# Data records
--

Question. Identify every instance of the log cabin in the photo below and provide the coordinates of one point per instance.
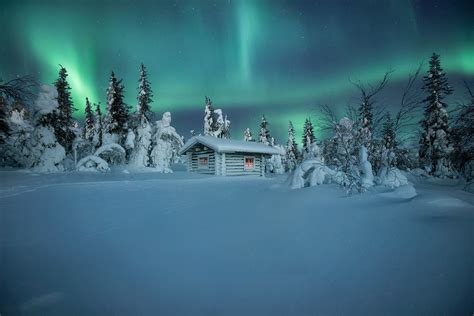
(226, 157)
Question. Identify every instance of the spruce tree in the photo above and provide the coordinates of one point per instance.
(366, 123)
(291, 149)
(4, 128)
(63, 123)
(264, 136)
(145, 94)
(99, 130)
(208, 117)
(89, 122)
(388, 134)
(117, 111)
(248, 135)
(435, 147)
(463, 139)
(308, 136)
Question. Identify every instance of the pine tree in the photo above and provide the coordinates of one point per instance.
(117, 111)
(145, 94)
(89, 123)
(434, 142)
(225, 128)
(4, 128)
(386, 155)
(264, 136)
(248, 135)
(63, 123)
(389, 137)
(366, 123)
(308, 136)
(209, 117)
(463, 139)
(99, 130)
(291, 149)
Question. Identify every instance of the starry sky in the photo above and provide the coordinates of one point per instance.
(252, 57)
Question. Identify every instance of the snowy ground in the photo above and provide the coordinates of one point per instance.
(177, 244)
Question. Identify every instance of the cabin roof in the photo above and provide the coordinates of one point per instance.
(222, 145)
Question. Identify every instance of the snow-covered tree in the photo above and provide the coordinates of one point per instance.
(264, 136)
(166, 145)
(435, 147)
(142, 135)
(346, 153)
(145, 94)
(116, 117)
(88, 132)
(248, 135)
(463, 139)
(308, 137)
(388, 134)
(209, 117)
(291, 149)
(276, 163)
(4, 128)
(47, 153)
(215, 122)
(63, 122)
(143, 139)
(98, 127)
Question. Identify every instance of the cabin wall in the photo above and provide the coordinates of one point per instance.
(224, 164)
(192, 158)
(234, 164)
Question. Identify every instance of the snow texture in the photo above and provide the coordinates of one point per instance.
(148, 243)
(221, 145)
(92, 163)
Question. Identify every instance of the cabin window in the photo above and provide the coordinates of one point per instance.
(249, 163)
(203, 162)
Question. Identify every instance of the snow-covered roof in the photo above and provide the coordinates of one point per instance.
(222, 145)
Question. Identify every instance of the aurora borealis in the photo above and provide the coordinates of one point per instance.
(278, 58)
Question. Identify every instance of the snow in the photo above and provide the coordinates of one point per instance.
(46, 102)
(149, 243)
(113, 153)
(229, 145)
(92, 163)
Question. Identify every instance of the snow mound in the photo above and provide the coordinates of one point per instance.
(112, 153)
(311, 172)
(46, 102)
(392, 178)
(405, 192)
(92, 163)
(449, 202)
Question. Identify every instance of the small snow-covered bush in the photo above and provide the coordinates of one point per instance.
(92, 163)
(311, 172)
(392, 178)
(112, 153)
(49, 154)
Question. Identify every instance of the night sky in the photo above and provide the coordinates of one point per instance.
(278, 58)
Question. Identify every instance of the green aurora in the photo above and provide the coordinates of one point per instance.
(251, 57)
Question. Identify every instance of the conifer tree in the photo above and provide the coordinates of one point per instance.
(116, 117)
(248, 135)
(145, 94)
(463, 139)
(4, 128)
(63, 122)
(89, 122)
(99, 130)
(389, 137)
(264, 136)
(208, 117)
(308, 136)
(291, 149)
(435, 146)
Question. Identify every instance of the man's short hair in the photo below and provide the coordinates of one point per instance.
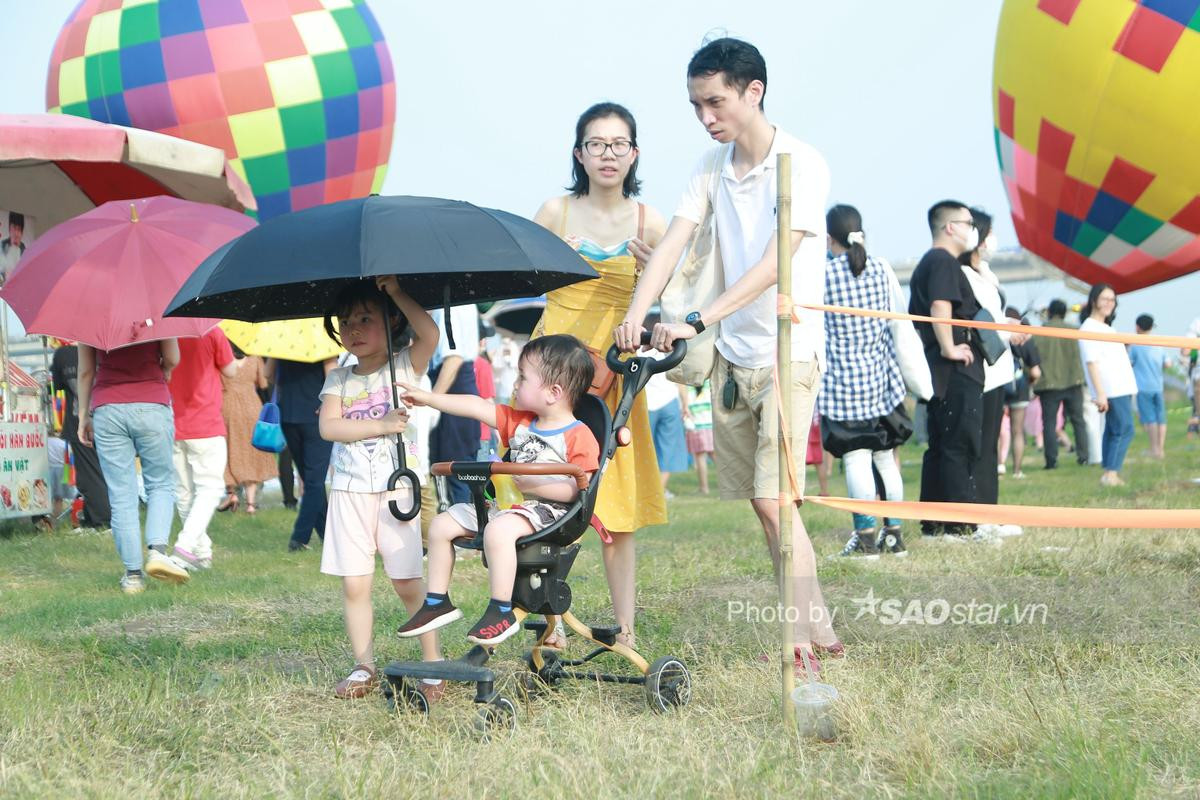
(941, 212)
(563, 360)
(739, 62)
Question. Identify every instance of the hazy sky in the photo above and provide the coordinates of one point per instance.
(897, 96)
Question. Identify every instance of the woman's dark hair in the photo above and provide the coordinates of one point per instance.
(840, 222)
(739, 62)
(580, 182)
(367, 295)
(983, 226)
(1092, 296)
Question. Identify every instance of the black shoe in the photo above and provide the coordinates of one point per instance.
(861, 542)
(891, 541)
(429, 618)
(493, 626)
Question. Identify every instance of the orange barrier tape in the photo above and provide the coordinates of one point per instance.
(785, 306)
(1037, 516)
(1179, 342)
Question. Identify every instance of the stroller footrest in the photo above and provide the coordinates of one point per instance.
(454, 671)
(605, 633)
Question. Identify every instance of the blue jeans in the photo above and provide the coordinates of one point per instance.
(1117, 432)
(311, 455)
(124, 431)
(1151, 408)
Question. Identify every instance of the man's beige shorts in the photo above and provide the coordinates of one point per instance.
(748, 434)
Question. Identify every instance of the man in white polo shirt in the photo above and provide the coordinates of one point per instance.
(726, 84)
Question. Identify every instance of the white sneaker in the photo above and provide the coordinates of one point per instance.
(132, 584)
(987, 533)
(165, 567)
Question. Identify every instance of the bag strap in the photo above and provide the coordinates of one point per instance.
(713, 169)
(562, 218)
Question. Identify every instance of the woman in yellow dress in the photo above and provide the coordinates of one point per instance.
(615, 234)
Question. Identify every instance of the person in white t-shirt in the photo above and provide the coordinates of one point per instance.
(358, 415)
(726, 84)
(1109, 378)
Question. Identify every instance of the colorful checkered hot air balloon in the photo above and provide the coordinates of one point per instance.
(298, 92)
(1097, 136)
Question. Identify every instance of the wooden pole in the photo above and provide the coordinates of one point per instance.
(784, 355)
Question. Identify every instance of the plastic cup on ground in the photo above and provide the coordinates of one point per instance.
(814, 710)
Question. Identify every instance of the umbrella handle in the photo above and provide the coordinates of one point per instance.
(402, 471)
(414, 483)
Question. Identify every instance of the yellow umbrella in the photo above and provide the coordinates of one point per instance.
(295, 340)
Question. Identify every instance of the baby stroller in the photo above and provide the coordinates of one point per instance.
(544, 560)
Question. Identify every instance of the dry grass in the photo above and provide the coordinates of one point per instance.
(222, 687)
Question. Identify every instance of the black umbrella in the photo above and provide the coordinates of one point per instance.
(444, 252)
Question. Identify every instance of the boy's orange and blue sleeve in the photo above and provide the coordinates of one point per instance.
(582, 449)
(507, 421)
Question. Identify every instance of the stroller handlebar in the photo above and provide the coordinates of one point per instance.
(679, 349)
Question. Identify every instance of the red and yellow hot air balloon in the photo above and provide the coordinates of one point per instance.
(1098, 136)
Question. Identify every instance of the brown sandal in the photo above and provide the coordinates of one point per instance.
(360, 683)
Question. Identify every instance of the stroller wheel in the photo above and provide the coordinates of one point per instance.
(402, 696)
(499, 715)
(667, 685)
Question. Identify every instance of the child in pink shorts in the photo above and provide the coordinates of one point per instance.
(357, 415)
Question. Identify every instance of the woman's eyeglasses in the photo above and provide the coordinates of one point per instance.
(595, 148)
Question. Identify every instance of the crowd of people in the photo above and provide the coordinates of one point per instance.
(185, 409)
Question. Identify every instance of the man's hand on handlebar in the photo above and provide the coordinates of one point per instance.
(628, 336)
(665, 335)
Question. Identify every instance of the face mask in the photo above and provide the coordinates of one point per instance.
(989, 246)
(972, 240)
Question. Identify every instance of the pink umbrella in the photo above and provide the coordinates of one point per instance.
(54, 167)
(105, 277)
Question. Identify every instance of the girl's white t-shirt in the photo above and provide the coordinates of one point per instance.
(366, 464)
(1111, 359)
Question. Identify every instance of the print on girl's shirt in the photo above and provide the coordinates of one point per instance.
(366, 464)
(367, 405)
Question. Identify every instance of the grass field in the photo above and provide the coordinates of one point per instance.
(1081, 685)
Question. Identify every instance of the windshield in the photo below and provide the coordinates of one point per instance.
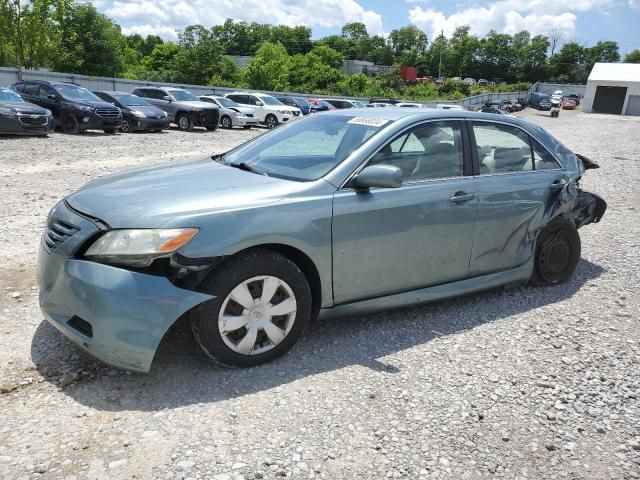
(270, 100)
(183, 96)
(302, 101)
(74, 92)
(131, 100)
(10, 96)
(308, 149)
(226, 102)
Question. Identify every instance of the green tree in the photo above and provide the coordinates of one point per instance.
(269, 69)
(633, 56)
(91, 43)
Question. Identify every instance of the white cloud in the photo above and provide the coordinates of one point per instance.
(508, 16)
(143, 16)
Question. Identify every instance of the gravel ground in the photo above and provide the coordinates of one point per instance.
(533, 383)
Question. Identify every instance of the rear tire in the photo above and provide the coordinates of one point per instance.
(70, 124)
(558, 250)
(184, 123)
(221, 325)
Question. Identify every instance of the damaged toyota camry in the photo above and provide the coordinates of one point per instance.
(341, 213)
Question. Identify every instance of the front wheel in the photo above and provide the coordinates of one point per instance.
(557, 253)
(271, 121)
(185, 123)
(261, 309)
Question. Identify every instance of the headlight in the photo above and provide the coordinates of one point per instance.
(139, 247)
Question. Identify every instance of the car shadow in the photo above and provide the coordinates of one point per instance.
(182, 375)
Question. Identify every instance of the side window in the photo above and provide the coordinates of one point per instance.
(542, 158)
(45, 91)
(428, 151)
(502, 148)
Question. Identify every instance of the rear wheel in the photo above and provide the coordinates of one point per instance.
(70, 124)
(271, 121)
(557, 253)
(184, 123)
(262, 306)
(226, 122)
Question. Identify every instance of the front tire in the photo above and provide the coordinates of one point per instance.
(262, 307)
(225, 122)
(184, 123)
(558, 250)
(271, 121)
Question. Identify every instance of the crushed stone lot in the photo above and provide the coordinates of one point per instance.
(531, 383)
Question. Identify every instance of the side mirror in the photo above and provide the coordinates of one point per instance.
(381, 176)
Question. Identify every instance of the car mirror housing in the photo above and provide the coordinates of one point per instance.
(380, 176)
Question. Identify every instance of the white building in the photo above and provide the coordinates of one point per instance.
(613, 88)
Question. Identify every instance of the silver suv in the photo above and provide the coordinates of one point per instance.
(183, 107)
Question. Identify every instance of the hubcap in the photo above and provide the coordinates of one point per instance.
(257, 315)
(555, 257)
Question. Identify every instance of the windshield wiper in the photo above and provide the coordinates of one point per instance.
(248, 168)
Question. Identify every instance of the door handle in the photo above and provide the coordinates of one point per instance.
(460, 197)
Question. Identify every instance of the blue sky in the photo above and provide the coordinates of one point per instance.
(584, 20)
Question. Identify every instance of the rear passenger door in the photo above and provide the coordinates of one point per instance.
(514, 176)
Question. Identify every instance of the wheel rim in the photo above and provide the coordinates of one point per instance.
(554, 257)
(257, 315)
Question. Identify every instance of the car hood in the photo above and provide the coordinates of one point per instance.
(197, 104)
(148, 110)
(152, 196)
(24, 107)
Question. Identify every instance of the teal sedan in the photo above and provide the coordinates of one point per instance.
(340, 213)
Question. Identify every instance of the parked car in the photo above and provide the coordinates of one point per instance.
(270, 111)
(449, 106)
(575, 97)
(75, 109)
(319, 105)
(298, 102)
(335, 215)
(231, 113)
(137, 113)
(493, 109)
(341, 103)
(18, 117)
(409, 105)
(183, 108)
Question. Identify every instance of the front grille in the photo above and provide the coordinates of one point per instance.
(57, 232)
(81, 326)
(108, 112)
(33, 120)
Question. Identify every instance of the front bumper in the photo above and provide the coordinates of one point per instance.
(118, 316)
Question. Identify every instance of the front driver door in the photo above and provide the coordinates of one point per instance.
(399, 239)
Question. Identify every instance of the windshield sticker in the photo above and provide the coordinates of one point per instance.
(372, 122)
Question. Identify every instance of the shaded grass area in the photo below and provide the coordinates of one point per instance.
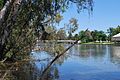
(99, 43)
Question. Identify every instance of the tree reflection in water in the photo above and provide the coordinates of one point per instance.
(29, 70)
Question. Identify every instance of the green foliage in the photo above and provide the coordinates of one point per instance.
(113, 31)
(1, 4)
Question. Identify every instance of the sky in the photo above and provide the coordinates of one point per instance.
(106, 13)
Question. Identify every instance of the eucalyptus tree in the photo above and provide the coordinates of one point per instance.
(22, 21)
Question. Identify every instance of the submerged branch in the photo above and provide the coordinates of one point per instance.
(57, 57)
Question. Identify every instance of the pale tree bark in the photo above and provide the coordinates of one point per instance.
(8, 16)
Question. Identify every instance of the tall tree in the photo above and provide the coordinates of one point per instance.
(20, 20)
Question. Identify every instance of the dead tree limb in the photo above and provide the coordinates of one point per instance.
(57, 57)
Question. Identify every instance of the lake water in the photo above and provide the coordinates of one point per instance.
(81, 62)
(84, 62)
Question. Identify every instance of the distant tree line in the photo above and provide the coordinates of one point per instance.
(96, 36)
(84, 35)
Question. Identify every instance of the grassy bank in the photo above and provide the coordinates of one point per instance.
(99, 43)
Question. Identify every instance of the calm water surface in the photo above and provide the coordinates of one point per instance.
(86, 62)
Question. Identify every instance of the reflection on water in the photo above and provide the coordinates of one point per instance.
(81, 62)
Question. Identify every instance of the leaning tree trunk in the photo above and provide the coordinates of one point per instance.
(8, 16)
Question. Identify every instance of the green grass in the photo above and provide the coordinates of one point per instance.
(99, 43)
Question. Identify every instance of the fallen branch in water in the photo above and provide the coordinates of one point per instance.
(57, 57)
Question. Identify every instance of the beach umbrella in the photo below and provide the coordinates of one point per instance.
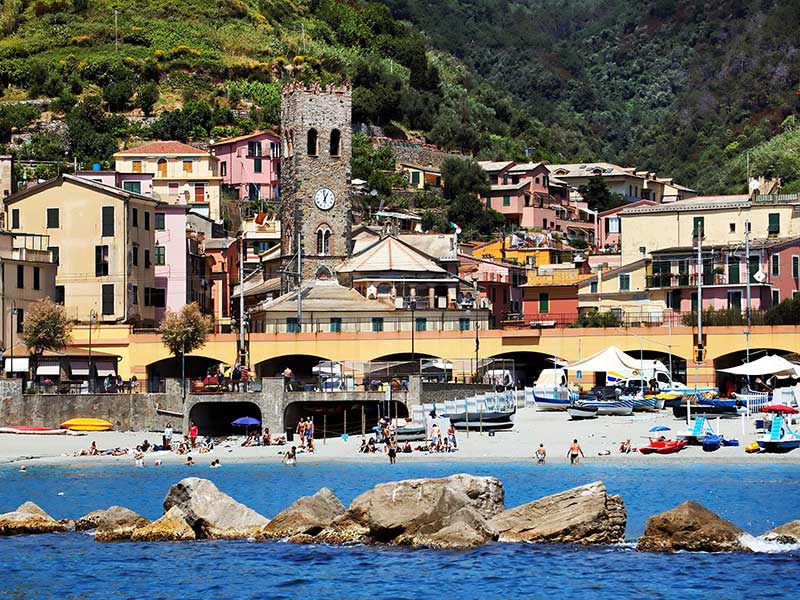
(780, 409)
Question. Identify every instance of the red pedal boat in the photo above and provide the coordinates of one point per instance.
(663, 446)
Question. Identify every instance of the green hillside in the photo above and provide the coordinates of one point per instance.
(678, 86)
(213, 56)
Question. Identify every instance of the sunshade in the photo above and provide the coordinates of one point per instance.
(244, 421)
(766, 365)
(779, 408)
(610, 359)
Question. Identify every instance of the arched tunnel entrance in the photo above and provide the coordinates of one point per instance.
(216, 418)
(332, 419)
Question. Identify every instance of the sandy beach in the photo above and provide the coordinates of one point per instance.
(553, 429)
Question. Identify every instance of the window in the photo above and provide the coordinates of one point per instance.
(698, 229)
(108, 221)
(100, 261)
(311, 142)
(323, 241)
(108, 299)
(52, 218)
(774, 226)
(544, 302)
(132, 186)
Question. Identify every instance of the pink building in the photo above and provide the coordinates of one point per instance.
(250, 164)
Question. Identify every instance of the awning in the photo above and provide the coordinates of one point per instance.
(48, 368)
(16, 365)
(79, 368)
(106, 368)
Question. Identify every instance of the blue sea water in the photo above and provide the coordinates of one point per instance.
(73, 566)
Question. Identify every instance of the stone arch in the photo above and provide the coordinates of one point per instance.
(312, 142)
(335, 143)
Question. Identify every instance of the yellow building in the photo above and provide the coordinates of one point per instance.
(721, 219)
(102, 240)
(182, 174)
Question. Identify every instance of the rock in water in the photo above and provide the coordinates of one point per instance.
(29, 518)
(113, 524)
(690, 526)
(171, 527)
(308, 515)
(394, 512)
(788, 533)
(211, 513)
(582, 515)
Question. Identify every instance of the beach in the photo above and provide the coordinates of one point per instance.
(599, 438)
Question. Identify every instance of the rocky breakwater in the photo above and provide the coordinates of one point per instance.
(581, 515)
(691, 526)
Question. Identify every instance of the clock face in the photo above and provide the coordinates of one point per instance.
(324, 199)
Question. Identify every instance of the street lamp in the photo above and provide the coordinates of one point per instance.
(92, 319)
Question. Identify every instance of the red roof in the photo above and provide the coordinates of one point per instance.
(170, 147)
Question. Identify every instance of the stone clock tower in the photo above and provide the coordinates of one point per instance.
(315, 179)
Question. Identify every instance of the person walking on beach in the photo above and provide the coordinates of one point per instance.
(575, 450)
(541, 454)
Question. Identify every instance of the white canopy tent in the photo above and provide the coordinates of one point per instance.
(771, 364)
(610, 359)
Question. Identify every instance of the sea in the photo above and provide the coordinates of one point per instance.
(72, 565)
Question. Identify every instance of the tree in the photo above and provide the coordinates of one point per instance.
(598, 196)
(46, 327)
(185, 331)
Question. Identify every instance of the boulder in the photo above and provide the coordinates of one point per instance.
(29, 518)
(690, 526)
(308, 515)
(211, 513)
(581, 515)
(113, 524)
(394, 512)
(171, 527)
(788, 533)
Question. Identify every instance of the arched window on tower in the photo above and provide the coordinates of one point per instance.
(336, 142)
(312, 142)
(323, 240)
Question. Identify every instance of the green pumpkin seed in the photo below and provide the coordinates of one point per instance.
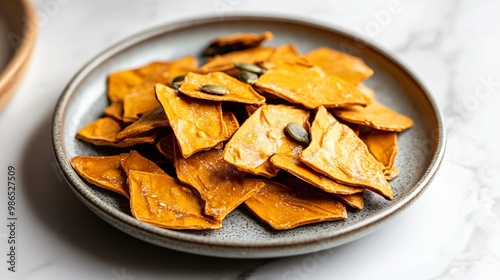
(248, 77)
(250, 68)
(297, 132)
(214, 89)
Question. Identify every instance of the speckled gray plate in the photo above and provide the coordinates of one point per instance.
(242, 236)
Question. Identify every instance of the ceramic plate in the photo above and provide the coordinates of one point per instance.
(242, 235)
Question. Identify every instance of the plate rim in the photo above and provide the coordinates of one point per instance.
(340, 236)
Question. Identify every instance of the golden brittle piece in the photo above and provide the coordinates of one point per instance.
(383, 145)
(350, 68)
(139, 103)
(284, 207)
(104, 131)
(293, 165)
(261, 136)
(238, 91)
(153, 119)
(376, 116)
(285, 54)
(226, 62)
(103, 171)
(163, 201)
(197, 124)
(310, 86)
(219, 183)
(166, 146)
(366, 90)
(236, 42)
(139, 84)
(338, 153)
(353, 200)
(135, 161)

--

# Exercise brief
Your task is to repeat exactly the lines from the one containing "Question. Identify every instance of the arched window" through the end of the material, both included, and only those, without pictures.

# Worked solution
Question. Identify every instance of the arched window on tower in the photo above and provide the coordinates of one point per instance.
(336, 142)
(312, 142)
(323, 240)
Question. Identify every instance of the green pumpkin seed in the photo below and provide the coordinates of one point per instance.
(248, 77)
(250, 68)
(297, 132)
(214, 89)
Question. Identify every instance of the speckled gray plate in the photo above and provide the coordinates of one point per instance.
(242, 236)
Question. Identify every instance of the ceramic plate in the photo above and provide the coordinates of one point per instance.
(242, 235)
Question. Identify every instance of the plate rim in the photo above and provide the coordinates of one point per instance.
(340, 236)
Question. Identify every instance of the golden brittle piece in the photo above and provide the coordinates of one point per instance.
(383, 145)
(350, 68)
(139, 103)
(284, 207)
(104, 131)
(293, 165)
(261, 136)
(238, 91)
(153, 119)
(376, 116)
(285, 54)
(226, 62)
(103, 171)
(163, 201)
(197, 124)
(310, 86)
(219, 183)
(166, 146)
(366, 90)
(236, 42)
(139, 84)
(338, 153)
(353, 200)
(135, 161)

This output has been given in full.